Brief A:
Answer these questions from the health advice text.
(i) What do doctors call a dry mouth that causes patients significant discomfort?
(ii) What does the text give as the most likely cause of a dry mouth?
(iii) Which two other common causes are named in the last paragraph?
Brief B: Reproduce the health advice text word for word between "A dry mouth doesn’t" and "it as xerostomia.", inclusive.

Aim to get the heart rate up slightly, but not so much that you become out of breath.
Don’t worry about getting breathless – if you start gradually, this shouldn’t happen.
I am 89 and suffer with a dry mouth that can wake me up at night. I do not snore or sleep with my mouth open. My dentist does not know the cause. Can mouth washes help?
A dry mouth doesn’t seem like a big deal but it can be very debilitating, particularly if it wakes you up at night. If a dry mouth is causing significant discomfort for patients, doctors refer to it as xerostomia.
The most likely cause of a dry mouth is medication. A pharmacist will be able to tell you if any of the tablets you take could be the culprit. Lots of common medications have this effect, including diuretics for high blood pressure, and antihistamines.
Parkinson’s drugs and others called anticholinergics also cause a dry mouth. These are sometimes prescribed to treat a whole host of other conditions too. Other common causes are dehydration and anxiety.

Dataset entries

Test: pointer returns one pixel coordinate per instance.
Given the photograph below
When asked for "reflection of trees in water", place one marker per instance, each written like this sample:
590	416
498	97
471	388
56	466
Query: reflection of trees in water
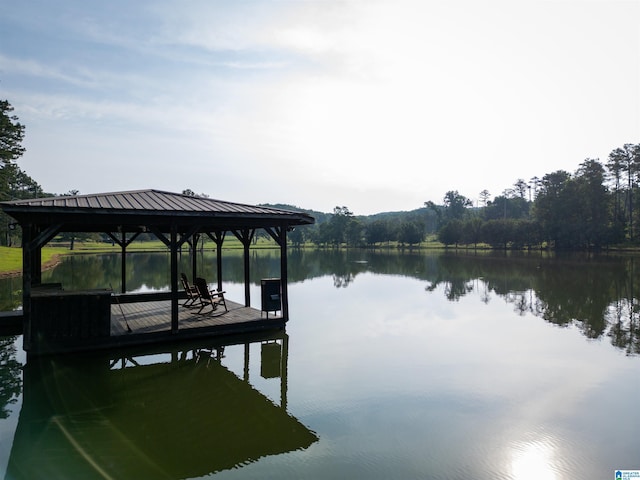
590	292
625	325
595	294
10	374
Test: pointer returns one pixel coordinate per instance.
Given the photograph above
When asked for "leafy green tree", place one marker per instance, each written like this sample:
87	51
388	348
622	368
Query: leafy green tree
11	134
626	159
451	232
336	229
411	233
354	232
377	231
455	205
14	183
472	231
497	233
593	216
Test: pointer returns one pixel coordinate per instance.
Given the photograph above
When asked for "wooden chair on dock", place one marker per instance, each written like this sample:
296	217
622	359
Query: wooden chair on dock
191	291
209	297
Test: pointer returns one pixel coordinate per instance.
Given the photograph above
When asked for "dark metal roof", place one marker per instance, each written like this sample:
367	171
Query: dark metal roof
147	207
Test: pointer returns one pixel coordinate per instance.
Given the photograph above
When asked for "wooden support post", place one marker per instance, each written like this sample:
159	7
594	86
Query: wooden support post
27	270
284	365
174	278
246	362
279	234
194	258
123	263
284	277
246	236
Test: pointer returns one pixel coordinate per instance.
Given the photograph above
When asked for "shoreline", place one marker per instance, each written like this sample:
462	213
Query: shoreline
48	265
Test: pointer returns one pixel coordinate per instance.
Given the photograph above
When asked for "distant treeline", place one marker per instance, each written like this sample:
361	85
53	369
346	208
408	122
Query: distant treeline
592	208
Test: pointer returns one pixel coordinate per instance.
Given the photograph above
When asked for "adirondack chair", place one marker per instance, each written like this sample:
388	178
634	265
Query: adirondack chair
191	291
209	298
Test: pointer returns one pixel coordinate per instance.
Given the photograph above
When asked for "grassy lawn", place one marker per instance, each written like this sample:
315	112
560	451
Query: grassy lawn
11	257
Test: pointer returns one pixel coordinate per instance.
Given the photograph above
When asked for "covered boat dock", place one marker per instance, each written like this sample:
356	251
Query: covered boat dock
57	320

Response A:
(i) Xerostomia.
(ii) Medication.
(iii) Dehydration and anxiety.

Response B:
A dry mouth doesn’t seem like a big deal but it can be very debilitating, particularly if it wakes you up at night. If a dry mouth is causing significant discomfort for patients, doctors refer to it as xerostomia.